──────── Records to use

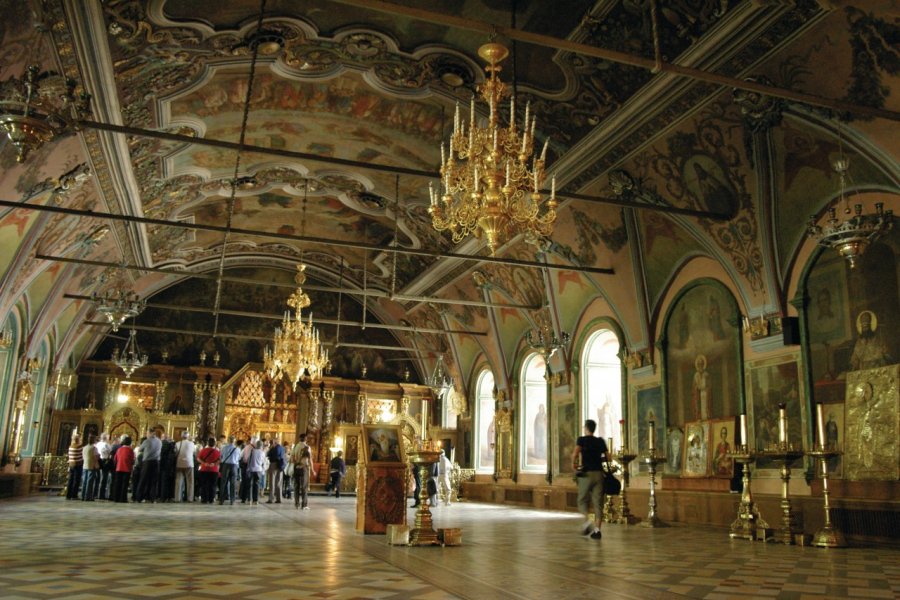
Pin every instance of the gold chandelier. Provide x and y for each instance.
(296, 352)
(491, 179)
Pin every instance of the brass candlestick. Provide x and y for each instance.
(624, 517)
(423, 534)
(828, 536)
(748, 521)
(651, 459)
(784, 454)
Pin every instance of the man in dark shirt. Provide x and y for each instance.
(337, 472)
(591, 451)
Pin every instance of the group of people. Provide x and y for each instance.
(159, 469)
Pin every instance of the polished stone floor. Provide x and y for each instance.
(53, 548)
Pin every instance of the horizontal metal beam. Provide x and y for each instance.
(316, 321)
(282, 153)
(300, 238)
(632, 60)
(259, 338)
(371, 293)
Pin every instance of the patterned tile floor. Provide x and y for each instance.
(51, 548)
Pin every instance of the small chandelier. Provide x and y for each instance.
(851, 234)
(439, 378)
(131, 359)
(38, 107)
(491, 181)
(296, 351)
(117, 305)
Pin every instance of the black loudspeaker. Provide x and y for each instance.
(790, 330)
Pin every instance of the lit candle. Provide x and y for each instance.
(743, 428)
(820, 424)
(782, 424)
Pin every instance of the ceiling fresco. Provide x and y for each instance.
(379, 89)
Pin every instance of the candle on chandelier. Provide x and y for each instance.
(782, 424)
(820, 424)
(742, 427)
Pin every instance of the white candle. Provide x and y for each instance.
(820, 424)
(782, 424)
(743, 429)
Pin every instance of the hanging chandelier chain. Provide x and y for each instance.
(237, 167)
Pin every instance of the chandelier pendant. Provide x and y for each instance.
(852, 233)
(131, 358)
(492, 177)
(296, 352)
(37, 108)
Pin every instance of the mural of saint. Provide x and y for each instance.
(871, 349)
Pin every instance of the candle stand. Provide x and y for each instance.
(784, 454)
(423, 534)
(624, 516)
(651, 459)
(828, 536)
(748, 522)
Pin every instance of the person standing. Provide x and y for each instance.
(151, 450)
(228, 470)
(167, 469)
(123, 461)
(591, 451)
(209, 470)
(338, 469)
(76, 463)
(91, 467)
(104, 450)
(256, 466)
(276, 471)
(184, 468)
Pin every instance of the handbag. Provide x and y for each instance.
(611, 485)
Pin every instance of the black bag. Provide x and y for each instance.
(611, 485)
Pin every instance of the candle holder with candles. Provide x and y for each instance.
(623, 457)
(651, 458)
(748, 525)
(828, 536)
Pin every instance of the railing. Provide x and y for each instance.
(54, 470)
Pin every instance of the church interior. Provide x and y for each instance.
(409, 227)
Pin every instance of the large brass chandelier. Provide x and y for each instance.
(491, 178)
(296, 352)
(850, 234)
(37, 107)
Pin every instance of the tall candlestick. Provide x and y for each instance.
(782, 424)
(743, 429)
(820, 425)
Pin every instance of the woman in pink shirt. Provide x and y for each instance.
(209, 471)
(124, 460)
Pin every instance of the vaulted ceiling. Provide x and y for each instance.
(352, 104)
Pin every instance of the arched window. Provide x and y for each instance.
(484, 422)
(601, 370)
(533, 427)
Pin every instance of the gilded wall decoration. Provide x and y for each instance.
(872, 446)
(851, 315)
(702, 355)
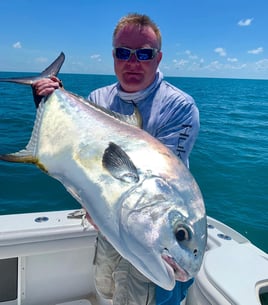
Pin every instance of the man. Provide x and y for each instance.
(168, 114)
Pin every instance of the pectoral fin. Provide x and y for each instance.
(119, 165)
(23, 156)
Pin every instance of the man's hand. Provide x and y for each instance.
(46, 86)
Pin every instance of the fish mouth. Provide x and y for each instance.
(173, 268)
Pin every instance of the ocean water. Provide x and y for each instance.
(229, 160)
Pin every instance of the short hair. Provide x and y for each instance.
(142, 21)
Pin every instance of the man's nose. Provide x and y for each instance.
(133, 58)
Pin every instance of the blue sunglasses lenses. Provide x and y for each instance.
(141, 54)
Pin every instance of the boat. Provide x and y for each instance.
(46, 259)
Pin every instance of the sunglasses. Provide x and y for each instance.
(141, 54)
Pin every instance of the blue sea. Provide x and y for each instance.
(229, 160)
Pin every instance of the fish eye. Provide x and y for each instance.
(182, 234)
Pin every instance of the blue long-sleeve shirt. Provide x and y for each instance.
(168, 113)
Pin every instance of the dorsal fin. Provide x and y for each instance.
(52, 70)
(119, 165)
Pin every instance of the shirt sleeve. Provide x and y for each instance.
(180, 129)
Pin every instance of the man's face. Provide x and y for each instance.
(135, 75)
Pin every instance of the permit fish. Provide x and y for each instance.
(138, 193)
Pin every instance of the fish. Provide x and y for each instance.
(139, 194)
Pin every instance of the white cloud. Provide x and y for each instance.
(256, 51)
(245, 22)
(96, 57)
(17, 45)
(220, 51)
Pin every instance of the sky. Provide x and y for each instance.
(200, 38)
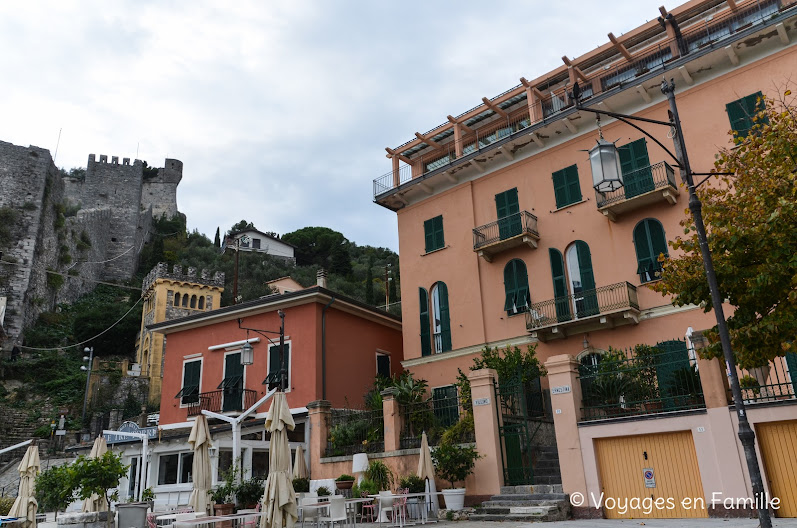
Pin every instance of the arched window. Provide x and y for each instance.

────────────────

Lay out every line of the entries above as a Markdown table with the columns Row and Text, numbering the rows and skipping blank lines. Leave the pictures out.

| Row | Text |
|---|---|
| 1 | Pin every instance of the gold chandelier. Provide x and y for each instance. |
| 2 | (296, 352) |
| 3 | (491, 179) |
| 4 | Pin every instance of the brass candlestick. Provide x and y for each instance. |
| 5 | (624, 517) |
| 6 | (423, 534) |
| 7 | (828, 536) |
| 8 | (748, 521) |
| 9 | (651, 459) |
| 10 | (784, 454) |
| 11 | Pin every instance of the man in dark shirt. Provide x and y for each instance. |
| 12 | (337, 472) |
| 13 | (591, 451) |
| 14 | Pin every instance of the group of people. Provide x and y for each instance. |
| 15 | (159, 469) |
| 16 | Pin every instance of the polished stone floor. Provide x and y for each instance. |
| 17 | (53, 548) |
| 18 | Pin every instance of the horizontal metal beam. Provide x and y for each instance. |
| 19 | (316, 321) |
| 20 | (282, 153) |
| 21 | (300, 238) |
| 22 | (632, 60) |
| 23 | (259, 338) |
| 24 | (371, 293) |
| 25 | Pin every instance of the patterned tile floor. Provide x and y for each instance. |
| 26 | (51, 548) |
| 27 | Pin every instance of the small chandelier. Provide x and y for each instance. |
| 28 | (851, 234) |
| 29 | (439, 378) |
| 30 | (131, 359) |
| 31 | (38, 107) |
| 32 | (491, 181) |
| 33 | (296, 351) |
| 34 | (117, 305) |
| 35 | Pin every instance of the black loudspeaker. Provide x and y for each instance. |
| 36 | (790, 330) |
| 37 | Pin every instance of the lit candle. Provide x and y for each instance. |
| 38 | (743, 428) |
| 39 | (820, 424) |
| 40 | (782, 424) |
| 41 | Pin every instance of the ceiling fresco. Provide x and y for each instance. |
| 42 | (379, 89) |
| 43 | Pin every instance of the candle on chandelier. Provide x and y for each instance. |
| 44 | (782, 424) |
| 45 | (820, 424) |
| 46 | (742, 427) |
| 47 | Pin every instance of the white candle. Provide x and y for each instance. |
| 48 | (820, 424) |
| 49 | (782, 424) |
| 50 | (743, 429) |
| 51 | Pin every instance of the hanging chandelier chain. Provide x and y for each instance. |
| 52 | (237, 167) |
| 53 | Pin every instance of the chandelier pendant. Provide x and y for each instance. |
| 54 | (852, 233) |
| 55 | (131, 358) |
| 56 | (492, 177) |
| 57 | (296, 352) |
| 58 | (37, 108) |
| 59 | Pin every instance of the mural of saint. Provide x and y for each instance. |
| 60 | (871, 349) |
| 61 | Pin every instance of the candle stand. Provide x and y for each instance. |
| 62 | (784, 454) |
| 63 | (423, 534) |
| 64 | (624, 516) |
| 65 | (651, 459) |
| 66 | (828, 536) |
| 67 | (748, 522) |
| 68 | Pin every instance of the person standing. Provide x and y for each instance. |
| 69 | (151, 450) |
| 70 | (228, 470) |
| 71 | (167, 469) |
| 72 | (123, 461) |
| 73 | (591, 451) |
| 74 | (209, 470) |
| 75 | (338, 469) |
| 76 | (76, 463) |
| 77 | (91, 467) |
| 78 | (104, 450) |
| 79 | (256, 466) |
| 80 | (276, 471) |
| 81 | (184, 468) |
| 82 | Pin every instance of the handbag. Provide x and y for each instance. |
| 83 | (611, 485) |
| 84 | Pin every instance of the black bag. Provide x and y for each instance. |
| 85 | (611, 485) |
| 86 | Pin every instance of the candle holder with candles. Provide x and y for each instance. |
| 87 | (623, 457) |
| 88 | (651, 458) |
| 89 | (748, 525) |
| 90 | (828, 536) |
| 91 | Pin every instance of the railing. Provide x and y for each instance. |
| 92 | (54, 470) |
| 93 | Pin every instance of the church interior. Provide x and y for each instance. |
| 94 | (409, 227) |
| 95 | Pin every instance of the large brass chandelier. Provide x and y for each instance. |
| 96 | (491, 178) |
| 97 | (296, 352) |
| 98 | (850, 234) |
| 99 | (37, 107) |
| 100 | Pin every instance of the tall candlestick. Provide x and y for each instance. |
| 101 | (782, 424) |
| 102 | (743, 429) |
| 103 | (820, 425) |
| 104 | Pin every instance of the woman in pink shirt. Provide x and y for each instance. |
| 105 | (209, 471) |
| 106 | (124, 460) |
| 107 | Pin every instance of the vaulted ceiling. Provide x and y for each instance. |
| 108 | (352, 104) |
| 109 | Pin every instance of the arched window. Provide x and y for each instance. |
| 110 | (484, 422) |
| 111 | (601, 370) |
| 112 | (533, 427) |
| 113 | Pin every instance of the gilded wall decoration. Provide x and y for each instance. |
| 114 | (872, 446) |
| 115 | (851, 315) |
| 116 | (702, 355) |
| 117 | Pin every instance of the man. Provide x and y for each instance. |
| 118 | (168, 114) |
| 119 | Pin every instance of the pectoral fin. Provide x and y for each instance. |
| 120 | (119, 165) |
| 121 | (23, 156) |
| 122 | Pin every instance of the man's hand. Provide x and y for each instance. |
| 123 | (46, 86) |
| 124 | Pin every instance of the fish mouth. Provide x and y for each instance. |
| 125 | (173, 268) |
| 126 | Pin every instance of the ocean water. Provide x and y for each instance. |
| 127 | (229, 160) |
| 128 | Pin every instance of the short hair. Provide x and y for each instance. |
| 129 | (142, 21) |
| 130 | Pin every instance of the man's nose. Provide x and y for each instance. |
| 131 | (133, 58) |
| 132 | Pin every instance of the blue sunglasses lenses. Provide x and y for each instance. |
| 133 | (141, 54) |
| 134 | Pin every instance of the boat. Provide x and y for each instance. |
| 135 | (46, 259) |
| 136 | Pin every instance of the sunglasses. Provide x and y for each instance. |
| 137 | (141, 54) |
| 138 | Pin every instance of the blue sea. Provide x and y for each instance. |
| 139 | (229, 160) |
| 140 | Pin every instance of the fish eye. Provide x and y for each instance. |
| 141 | (182, 234) |
| 142 | Pin every instance of the blue long-sleeve shirt. Provide x and y for each instance. |
| 143 | (168, 113) |
| 144 | Pin every instance of the dorsal fin. Provide x and y for each instance. |
| 145 | (52, 70) |
| 146 | (119, 165) |
| 147 | Pin every instance of the shirt sleeve. Provide x and y for each instance. |
| 148 | (180, 129) |
| 149 | Pin every instance of the man's face. Provide x and y for each instance. |
| 150 | (135, 75) |
| 151 | Pin every instance of the permit fish. Provide x and y for each instance. |
| 152 | (138, 193) |
| 153 | Pin every instance of the fish. Provide x and y for each instance. |
| 154 | (139, 194) |
| 155 | Pin every instance of the white cloud. Provide x and y for each instance. |
| 156 | (256, 51) |
| 157 | (245, 22) |
| 158 | (96, 57) |
| 159 | (17, 45) |
| 160 | (220, 51) |
| 161 | Pin every instance of the sky. Provide x and y for each instance. |
| 162 | (200, 38) |
| 163 | Pin every instance of the arched window. Provide x and y for each instance. |